··· Supplied material

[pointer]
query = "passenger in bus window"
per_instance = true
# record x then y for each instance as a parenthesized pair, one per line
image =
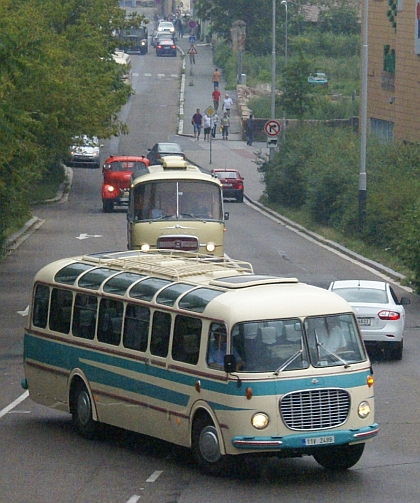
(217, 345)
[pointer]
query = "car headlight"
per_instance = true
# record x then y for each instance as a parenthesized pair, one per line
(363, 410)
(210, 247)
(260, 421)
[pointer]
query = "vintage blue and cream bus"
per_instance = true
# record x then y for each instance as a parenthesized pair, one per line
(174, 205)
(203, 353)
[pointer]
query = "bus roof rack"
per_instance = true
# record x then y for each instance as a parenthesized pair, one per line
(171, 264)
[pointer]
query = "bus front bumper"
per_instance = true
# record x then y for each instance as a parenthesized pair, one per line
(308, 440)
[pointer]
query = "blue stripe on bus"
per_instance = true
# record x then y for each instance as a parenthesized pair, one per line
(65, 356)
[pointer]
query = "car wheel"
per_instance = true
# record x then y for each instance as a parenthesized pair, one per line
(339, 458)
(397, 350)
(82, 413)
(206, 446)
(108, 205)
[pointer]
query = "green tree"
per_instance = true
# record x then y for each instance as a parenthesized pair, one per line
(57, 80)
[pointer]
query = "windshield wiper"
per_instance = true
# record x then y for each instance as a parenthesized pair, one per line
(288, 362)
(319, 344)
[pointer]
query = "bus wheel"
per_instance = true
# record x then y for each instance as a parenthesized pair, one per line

······
··· Supplied material

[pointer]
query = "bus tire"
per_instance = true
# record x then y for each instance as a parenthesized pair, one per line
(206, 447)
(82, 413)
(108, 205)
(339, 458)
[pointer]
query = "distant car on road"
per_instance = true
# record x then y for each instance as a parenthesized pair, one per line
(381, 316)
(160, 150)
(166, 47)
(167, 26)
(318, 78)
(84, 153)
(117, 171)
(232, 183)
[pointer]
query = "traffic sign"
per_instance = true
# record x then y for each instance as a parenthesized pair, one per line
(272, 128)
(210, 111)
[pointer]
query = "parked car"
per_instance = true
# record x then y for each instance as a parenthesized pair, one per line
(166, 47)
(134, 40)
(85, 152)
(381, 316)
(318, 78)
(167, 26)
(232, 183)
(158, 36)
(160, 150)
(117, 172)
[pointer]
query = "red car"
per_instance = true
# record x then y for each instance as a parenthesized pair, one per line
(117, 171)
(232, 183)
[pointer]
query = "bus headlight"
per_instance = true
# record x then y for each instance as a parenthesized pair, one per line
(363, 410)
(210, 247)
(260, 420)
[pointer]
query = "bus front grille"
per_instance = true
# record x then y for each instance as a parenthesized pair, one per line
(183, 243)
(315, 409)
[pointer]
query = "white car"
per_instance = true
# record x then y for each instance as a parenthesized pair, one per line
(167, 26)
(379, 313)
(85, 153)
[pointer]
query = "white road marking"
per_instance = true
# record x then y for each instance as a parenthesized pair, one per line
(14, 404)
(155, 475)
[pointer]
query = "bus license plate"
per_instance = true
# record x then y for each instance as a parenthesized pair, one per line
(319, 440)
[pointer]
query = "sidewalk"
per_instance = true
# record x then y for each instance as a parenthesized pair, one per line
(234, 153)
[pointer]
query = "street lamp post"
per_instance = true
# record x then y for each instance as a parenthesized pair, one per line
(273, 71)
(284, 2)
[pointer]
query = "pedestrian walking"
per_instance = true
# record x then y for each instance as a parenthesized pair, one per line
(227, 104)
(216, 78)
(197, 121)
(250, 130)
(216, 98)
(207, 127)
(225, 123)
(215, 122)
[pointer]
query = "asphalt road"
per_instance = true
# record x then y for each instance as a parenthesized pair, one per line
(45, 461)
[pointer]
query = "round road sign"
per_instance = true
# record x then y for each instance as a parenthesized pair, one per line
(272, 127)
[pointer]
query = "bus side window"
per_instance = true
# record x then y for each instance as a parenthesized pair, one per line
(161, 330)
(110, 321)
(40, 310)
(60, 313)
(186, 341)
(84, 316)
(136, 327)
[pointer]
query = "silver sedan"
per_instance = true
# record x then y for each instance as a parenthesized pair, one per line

······
··· Supplied material

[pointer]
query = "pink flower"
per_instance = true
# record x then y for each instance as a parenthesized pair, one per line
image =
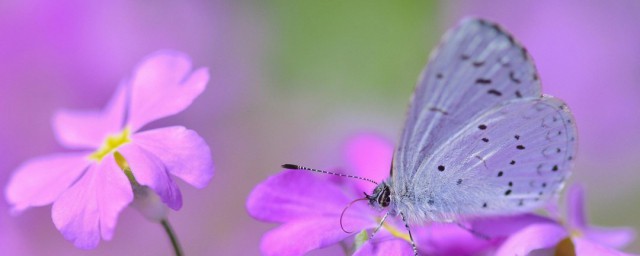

······

# Exercise requirements:
Identify the lines above with the word "road". Copy them.

# Written solution:
query = "distant car on road"
query = "white road marking"
query = "asphalt road"
query = "round road sign"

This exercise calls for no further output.